Exercise: Write the material out again in full, exactly.

Dataset records:

──────

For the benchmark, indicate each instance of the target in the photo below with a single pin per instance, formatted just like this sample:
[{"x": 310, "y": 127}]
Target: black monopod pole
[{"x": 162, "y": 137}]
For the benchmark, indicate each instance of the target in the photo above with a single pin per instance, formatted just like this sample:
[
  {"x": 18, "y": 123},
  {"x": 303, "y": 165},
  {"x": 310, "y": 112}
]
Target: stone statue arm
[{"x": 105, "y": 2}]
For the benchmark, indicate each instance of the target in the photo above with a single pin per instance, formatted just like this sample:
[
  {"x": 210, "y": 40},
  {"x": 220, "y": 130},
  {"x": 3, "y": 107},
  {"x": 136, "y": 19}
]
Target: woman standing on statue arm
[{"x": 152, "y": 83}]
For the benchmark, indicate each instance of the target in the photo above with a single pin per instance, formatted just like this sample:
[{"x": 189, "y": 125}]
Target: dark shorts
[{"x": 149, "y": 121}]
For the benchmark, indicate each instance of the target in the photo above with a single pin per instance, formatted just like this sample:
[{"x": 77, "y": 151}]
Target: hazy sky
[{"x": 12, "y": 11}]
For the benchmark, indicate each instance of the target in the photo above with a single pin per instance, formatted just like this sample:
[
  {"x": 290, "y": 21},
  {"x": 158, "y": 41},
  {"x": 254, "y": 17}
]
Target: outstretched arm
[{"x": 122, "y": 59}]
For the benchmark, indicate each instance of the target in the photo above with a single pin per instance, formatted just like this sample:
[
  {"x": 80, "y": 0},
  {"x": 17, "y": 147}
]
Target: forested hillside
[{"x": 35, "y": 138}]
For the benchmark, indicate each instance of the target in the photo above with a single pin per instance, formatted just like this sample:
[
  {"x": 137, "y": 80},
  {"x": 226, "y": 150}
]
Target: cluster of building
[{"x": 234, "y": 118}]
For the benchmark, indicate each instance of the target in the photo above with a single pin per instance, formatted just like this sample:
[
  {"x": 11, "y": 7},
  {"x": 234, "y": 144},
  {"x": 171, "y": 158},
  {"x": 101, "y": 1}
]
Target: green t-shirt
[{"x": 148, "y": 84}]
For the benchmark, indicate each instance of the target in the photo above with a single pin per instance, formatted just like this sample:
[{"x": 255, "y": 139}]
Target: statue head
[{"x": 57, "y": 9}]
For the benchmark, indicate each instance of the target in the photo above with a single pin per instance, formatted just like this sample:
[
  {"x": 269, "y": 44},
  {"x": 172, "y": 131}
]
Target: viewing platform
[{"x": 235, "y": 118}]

──────

Exercise output:
For the benchmark, indicate each instance of the target in the photo below with a single pin per instance, formatted just like this sample:
[{"x": 310, "y": 127}]
Target: black monopod pole
[{"x": 162, "y": 137}]
For the benchmark, indicate each instance of the target in the photo above with a single pin per instance, formatted just like this sample:
[
  {"x": 18, "y": 123},
  {"x": 303, "y": 165},
  {"x": 310, "y": 112}
]
Target: stone statue arm
[{"x": 105, "y": 2}]
For the benchmark, indicate each instance of the target in the photo above with a single pin per instance, formatted just like this sample:
[
  {"x": 210, "y": 40},
  {"x": 220, "y": 130},
  {"x": 3, "y": 107},
  {"x": 136, "y": 19}
]
Target: woman standing on statue arm
[{"x": 152, "y": 83}]
For the benchmark, indicate each instance of the target in the photo above with a single pin per instance, formatted just like this sample:
[{"x": 189, "y": 125}]
Target: dark shorts
[{"x": 149, "y": 121}]
For the benchmark, indicate each instance of the target in the photo above with a single pin per instance, formatted just like this sample:
[{"x": 77, "y": 151}]
Target: hazy sky
[{"x": 12, "y": 11}]
For the benchmark, indicate each instance of the target in the photo above with a single pin per instance, formatted just like this sample:
[
  {"x": 290, "y": 21},
  {"x": 158, "y": 41},
  {"x": 254, "y": 17}
]
Target: outstretched arm
[{"x": 122, "y": 59}]
For the benchmark, indicate each instance of the target in the photo above with a single pin per instance, formatted just like this sample:
[
  {"x": 80, "y": 0},
  {"x": 17, "y": 147}
]
Target: forested hillside
[{"x": 35, "y": 138}]
For the benchmark, indicate each instance of the target in the photo above with a single pin per instance, formatted just like this sample:
[
  {"x": 137, "y": 80},
  {"x": 226, "y": 150}
]
Target: cluster of building
[{"x": 234, "y": 118}]
For the benchmark, indicate each instance of the target in the photo above with a single pin per instance, formatted just like this sample:
[
  {"x": 11, "y": 7},
  {"x": 234, "y": 144},
  {"x": 171, "y": 158},
  {"x": 101, "y": 1}
]
Target: green t-shirt
[{"x": 148, "y": 84}]
For the benchmark, indicate each instance of the target in the photo above with a single pin per instance, formatted just like this sample:
[{"x": 255, "y": 139}]
Target: statue head
[{"x": 57, "y": 9}]
For the benchmark, indicate each instance of the target in the photo above with a single pin per instance, formatted just like this sample:
[
  {"x": 269, "y": 44},
  {"x": 172, "y": 131}
]
Target: viewing platform
[{"x": 235, "y": 118}]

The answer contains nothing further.